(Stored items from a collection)
****
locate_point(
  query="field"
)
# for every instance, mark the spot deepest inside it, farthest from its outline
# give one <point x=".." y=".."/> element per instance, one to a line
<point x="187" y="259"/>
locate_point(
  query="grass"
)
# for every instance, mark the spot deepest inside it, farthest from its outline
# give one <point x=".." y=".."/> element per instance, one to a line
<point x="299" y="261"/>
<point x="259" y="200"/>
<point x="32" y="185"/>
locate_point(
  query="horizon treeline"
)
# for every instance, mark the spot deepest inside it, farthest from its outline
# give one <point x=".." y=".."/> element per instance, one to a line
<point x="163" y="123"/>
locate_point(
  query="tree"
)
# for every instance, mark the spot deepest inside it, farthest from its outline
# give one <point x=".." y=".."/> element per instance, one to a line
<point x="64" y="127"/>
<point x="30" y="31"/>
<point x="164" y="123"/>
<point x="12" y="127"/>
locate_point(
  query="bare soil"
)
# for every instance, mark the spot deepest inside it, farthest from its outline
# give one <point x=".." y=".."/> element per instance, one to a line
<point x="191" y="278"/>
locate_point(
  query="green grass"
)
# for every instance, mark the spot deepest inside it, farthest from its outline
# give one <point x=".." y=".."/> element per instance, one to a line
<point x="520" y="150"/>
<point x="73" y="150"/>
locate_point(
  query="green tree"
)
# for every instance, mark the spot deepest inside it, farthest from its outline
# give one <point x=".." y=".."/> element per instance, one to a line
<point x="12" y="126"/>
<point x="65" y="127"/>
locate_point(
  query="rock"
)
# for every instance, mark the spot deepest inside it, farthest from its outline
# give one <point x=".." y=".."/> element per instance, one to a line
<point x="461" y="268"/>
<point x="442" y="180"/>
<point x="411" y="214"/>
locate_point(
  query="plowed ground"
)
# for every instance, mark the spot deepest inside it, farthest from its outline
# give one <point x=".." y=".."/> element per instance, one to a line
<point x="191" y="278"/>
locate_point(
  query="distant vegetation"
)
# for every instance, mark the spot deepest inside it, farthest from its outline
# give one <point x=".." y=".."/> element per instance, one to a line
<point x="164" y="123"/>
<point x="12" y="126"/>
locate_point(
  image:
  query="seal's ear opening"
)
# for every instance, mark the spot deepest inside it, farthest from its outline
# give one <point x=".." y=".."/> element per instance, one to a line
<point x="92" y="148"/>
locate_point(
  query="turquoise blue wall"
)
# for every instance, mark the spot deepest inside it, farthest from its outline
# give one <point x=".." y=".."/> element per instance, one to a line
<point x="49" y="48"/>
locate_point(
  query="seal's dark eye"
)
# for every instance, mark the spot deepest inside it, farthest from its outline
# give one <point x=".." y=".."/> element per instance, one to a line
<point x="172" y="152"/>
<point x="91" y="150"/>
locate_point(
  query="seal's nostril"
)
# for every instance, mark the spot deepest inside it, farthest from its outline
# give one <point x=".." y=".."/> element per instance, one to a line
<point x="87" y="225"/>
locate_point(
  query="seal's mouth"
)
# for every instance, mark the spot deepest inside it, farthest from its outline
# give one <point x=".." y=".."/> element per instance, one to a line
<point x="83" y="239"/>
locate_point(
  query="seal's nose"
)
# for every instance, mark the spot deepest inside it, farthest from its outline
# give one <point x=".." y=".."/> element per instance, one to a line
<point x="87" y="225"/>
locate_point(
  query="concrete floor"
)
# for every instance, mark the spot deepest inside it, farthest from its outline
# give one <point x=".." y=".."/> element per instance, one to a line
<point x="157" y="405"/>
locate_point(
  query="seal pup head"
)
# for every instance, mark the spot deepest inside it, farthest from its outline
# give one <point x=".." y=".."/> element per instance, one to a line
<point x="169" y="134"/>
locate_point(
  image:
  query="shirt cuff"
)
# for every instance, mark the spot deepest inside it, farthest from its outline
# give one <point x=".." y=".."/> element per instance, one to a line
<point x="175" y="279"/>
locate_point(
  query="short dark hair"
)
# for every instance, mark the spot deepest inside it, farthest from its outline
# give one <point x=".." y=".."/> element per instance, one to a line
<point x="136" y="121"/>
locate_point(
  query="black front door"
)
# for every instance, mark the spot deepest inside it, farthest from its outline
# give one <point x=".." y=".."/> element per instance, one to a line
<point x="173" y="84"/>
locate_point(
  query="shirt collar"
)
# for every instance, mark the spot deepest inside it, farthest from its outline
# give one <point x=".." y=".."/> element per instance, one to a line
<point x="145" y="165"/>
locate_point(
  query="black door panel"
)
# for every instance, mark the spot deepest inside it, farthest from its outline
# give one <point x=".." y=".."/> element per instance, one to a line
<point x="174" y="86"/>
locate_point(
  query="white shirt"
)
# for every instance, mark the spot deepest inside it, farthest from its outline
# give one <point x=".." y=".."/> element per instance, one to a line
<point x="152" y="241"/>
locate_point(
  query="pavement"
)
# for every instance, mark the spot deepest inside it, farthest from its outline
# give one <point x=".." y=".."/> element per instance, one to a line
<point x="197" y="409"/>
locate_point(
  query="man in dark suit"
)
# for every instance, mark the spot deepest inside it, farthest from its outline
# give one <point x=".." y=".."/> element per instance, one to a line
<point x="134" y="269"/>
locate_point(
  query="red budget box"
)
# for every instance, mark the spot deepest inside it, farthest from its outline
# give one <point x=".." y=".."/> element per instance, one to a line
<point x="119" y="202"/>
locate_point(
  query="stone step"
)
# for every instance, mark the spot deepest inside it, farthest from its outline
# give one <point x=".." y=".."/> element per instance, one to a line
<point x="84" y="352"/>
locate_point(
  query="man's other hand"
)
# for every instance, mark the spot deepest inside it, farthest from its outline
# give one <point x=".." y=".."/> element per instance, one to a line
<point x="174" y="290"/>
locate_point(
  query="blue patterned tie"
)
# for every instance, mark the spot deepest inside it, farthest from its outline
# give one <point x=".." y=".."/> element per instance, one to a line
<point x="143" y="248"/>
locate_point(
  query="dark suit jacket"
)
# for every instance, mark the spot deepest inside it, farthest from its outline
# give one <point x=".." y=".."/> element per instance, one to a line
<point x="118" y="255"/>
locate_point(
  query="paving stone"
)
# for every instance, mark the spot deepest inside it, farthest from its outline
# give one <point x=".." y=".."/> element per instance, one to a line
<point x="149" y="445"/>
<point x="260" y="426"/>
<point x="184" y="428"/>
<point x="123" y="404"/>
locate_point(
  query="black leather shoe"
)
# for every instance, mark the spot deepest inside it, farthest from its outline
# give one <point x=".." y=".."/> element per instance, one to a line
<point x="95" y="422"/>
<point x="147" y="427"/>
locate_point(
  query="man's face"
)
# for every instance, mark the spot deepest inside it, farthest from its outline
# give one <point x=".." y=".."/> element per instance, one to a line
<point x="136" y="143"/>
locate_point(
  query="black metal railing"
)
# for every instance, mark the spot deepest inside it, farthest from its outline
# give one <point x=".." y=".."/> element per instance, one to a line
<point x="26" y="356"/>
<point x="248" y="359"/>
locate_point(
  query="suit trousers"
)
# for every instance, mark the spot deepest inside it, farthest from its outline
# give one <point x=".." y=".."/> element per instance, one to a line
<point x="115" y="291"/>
****
* **Work order**:
Transcribe each of the records above exactly.

* **Solution for this problem**:
locate_point(
  query="field"
)
# for every instance, mark the spot deepest inside it, farthest from its outline
# give one <point x=".." y=".."/> element per instance, one to a line
<point x="187" y="259"/>
locate_point(
  query="grass"
)
# for every instance, mark the spot deepest inside it, farthest from its outline
# give one <point x=".." y=".."/> element per instance, one to a line
<point x="299" y="261"/>
<point x="259" y="200"/>
<point x="32" y="185"/>
locate_point(
  query="horizon treeline"
)
# for every instance, mark the spot deepest inside it, farthest from its outline
# give one <point x=".." y=".."/> element per instance, one to a line
<point x="163" y="123"/>
locate_point(
  query="tree"
)
# for every instance, mark the spot deepest inside it, farthest from its outline
# give one <point x=".." y=".."/> element per instance, one to a line
<point x="64" y="127"/>
<point x="30" y="31"/>
<point x="164" y="123"/>
<point x="12" y="127"/>
locate_point(
  query="bare soil"
)
# for every instance, mark the spot deepest inside it, farthest from its outline
# give one <point x=".." y=".."/> element per instance, one to a line
<point x="191" y="278"/>
locate_point(
  query="green grass"
)
# for every instance, mark the spot deepest inside it, farthest from its outline
# give one <point x=".." y=".."/> element per instance, one to a line
<point x="520" y="150"/>
<point x="73" y="150"/>
locate_point(
  query="green tree"
)
# for every instance, mark the spot deepest inside it, farthest from its outline
# give one <point x=".." y=".."/> element per instance, one to a line
<point x="12" y="126"/>
<point x="65" y="127"/>
locate_point(
  query="rock"
)
# for every instance, mark the spot deepest inside it, farthest from its outline
# give one <point x=".." y=".."/> element per instance, one to a line
<point x="461" y="268"/>
<point x="442" y="180"/>
<point x="411" y="214"/>
locate_point(
  query="plowed ground"
)
# for every instance, mark the spot deepest inside it, farthest from its outline
# give one <point x=".." y=".."/> element per instance, one to a line
<point x="191" y="278"/>
locate_point(
  query="distant vegetation"
)
# for every instance, mark the spot deepest inside it, farthest from its outline
# give one <point x=".." y=".."/> element per instance, one to a line
<point x="164" y="123"/>
<point x="12" y="126"/>
locate_point(
  image:
  query="seal's ear opening"
)
# for every instance, mark the spot deepest inside it, farthest from its outline
# give one <point x=".." y=".."/> element per instance, one to a line
<point x="92" y="148"/>
locate_point(
  query="turquoise blue wall"
)
# for every instance, mark the spot deepest inside it, farthest from its outline
# give one <point x=".." y=".."/> element per instance, one to a line
<point x="49" y="48"/>
locate_point(
  query="seal's dark eye"
)
# for every instance, mark the spot deepest inside it, farthest from its outline
# give one <point x=".." y=".."/> element per instance, one to a line
<point x="172" y="152"/>
<point x="91" y="150"/>
locate_point(
  query="seal's nostril"
)
# for every instance, mark the spot deepest inside it, farthest from its outline
# give one <point x=".." y=".."/> element per instance, one to a line
<point x="87" y="225"/>
locate_point(
  query="seal's mouth"
)
# for every instance, mark the spot deepest inside it, farthest from its outline
# give one <point x=".." y=".."/> element per instance, one to a line
<point x="83" y="239"/>
locate_point(
  query="seal's nose"
)
# for every instance, mark the spot deepest inside it, farthest from its outline
# give one <point x=".." y=".."/> element per instance, one to a line
<point x="87" y="225"/>
locate_point(
  query="concrete floor"
)
# for every instance, mark the spot deepest inside it, farthest from its outline
# give one <point x=".." y=".."/> element per instance, one to a line
<point x="157" y="405"/>
locate_point(
  query="seal pup head"
)
# for every instance, mark the spot deepest inside it, farthest from its outline
# give one <point x=".." y=".."/> element per instance, one to a line
<point x="169" y="134"/>
locate_point(
  image:
  query="shirt cuff"
)
# for every instance, mark the spot deepest inside it, farthest from its outline
# give one <point x=".." y=".."/> element per instance, one to a line
<point x="175" y="279"/>
locate_point(
  query="short dark hair"
)
# for every instance, mark the spot deepest inside it, farthest from its outline
# give one <point x=".." y=".."/> element per instance, one to a line
<point x="136" y="121"/>
locate_point(
  query="black front door"
)
# for every instance, mark the spot deepest inside it, farthest from its outline
# give one <point x=".." y=".."/> element per instance, one to a line
<point x="173" y="84"/>
locate_point(
  query="shirt collar"
)
# for every instance, mark the spot deepest inside it, farthest from its outline
# give one <point x=".." y=".."/> element per instance, one to a line
<point x="145" y="165"/>
locate_point(
  query="black door panel"
)
# for every instance, mark the spot deepest inside it, farthest from its outline
# give one <point x=".." y=".."/> element per instance, one to a line
<point x="174" y="86"/>
locate_point(
  query="white shirt"
)
# for every instance, mark the spot deepest inside it, farthest from its outline
# give one <point x=".." y=".."/> element per instance, one to a line
<point x="152" y="241"/>
locate_point(
  query="pavement"
)
# for every instance, mark the spot deepest inside it, farthest from its outline
# give one <point x=".." y=".."/> element per instance, one to a line
<point x="197" y="409"/>
locate_point(
  query="man in dark suit"
)
# for every instance, mark the spot deepest inside it, farthest from its outline
# give one <point x=".." y=".."/> element per instance, one to a line
<point x="134" y="269"/>
locate_point(
  query="red budget box"
)
# for every instance, mark the spot deepest inside it, farthest from its outline
# give one <point x=".." y=".."/> element per instance, one to a line
<point x="119" y="202"/>
locate_point(
  query="stone step"
)
# for every instance, mark the spot deepest inside it, farthest from its outline
# give one <point x=".." y=".."/> element per instance, one to a line
<point x="84" y="352"/>
locate_point(
  query="man's other hand"
)
# for every instance, mark the spot deepest inside it, farthest from its outline
# give one <point x=".." y=".."/> element per instance, one to a line
<point x="174" y="290"/>
locate_point(
  query="blue patterned tie"
)
# for every instance, mark the spot deepest inside it, farthest from its outline
# give one <point x=".." y=".."/> element per instance, one to a line
<point x="143" y="248"/>
locate_point(
  query="dark suit jacket"
)
# for every instance, mark the spot deepest inside it, farthest from its outline
# give one <point x=".." y=".."/> element per instance, one to a line
<point x="118" y="255"/>
locate_point(
  query="paving stone"
)
# for every instance, mark the spot deepest inside it, farthest from its outline
# give one <point x=".." y=".."/> element per instance, one to a line
<point x="149" y="445"/>
<point x="260" y="426"/>
<point x="184" y="428"/>
<point x="123" y="404"/>
locate_point(
  query="black leather shoe"
)
# for every instance, mark the spot deepest inside it, farthest from its outline
# give one <point x=".." y=".."/> element per instance, one to a line
<point x="95" y="422"/>
<point x="147" y="427"/>
locate_point(
  query="man's face"
)
# for every instance, mark the spot deepest inside it, farthest from its outline
# give one <point x=".." y=".."/> element per instance, one to a line
<point x="136" y="143"/>
locate_point(
  query="black metal railing"
)
# for every instance, mark the spot deepest inside it, farthest from its outline
# give one <point x=".." y=".."/> element per instance, one to a line
<point x="26" y="356"/>
<point x="248" y="359"/>
locate_point(
  query="suit trousers"
)
# for every instance, mark the spot deepest inside it, farthest from its outline
# give one <point x=".." y=".."/> element per instance, one to a line
<point x="115" y="291"/>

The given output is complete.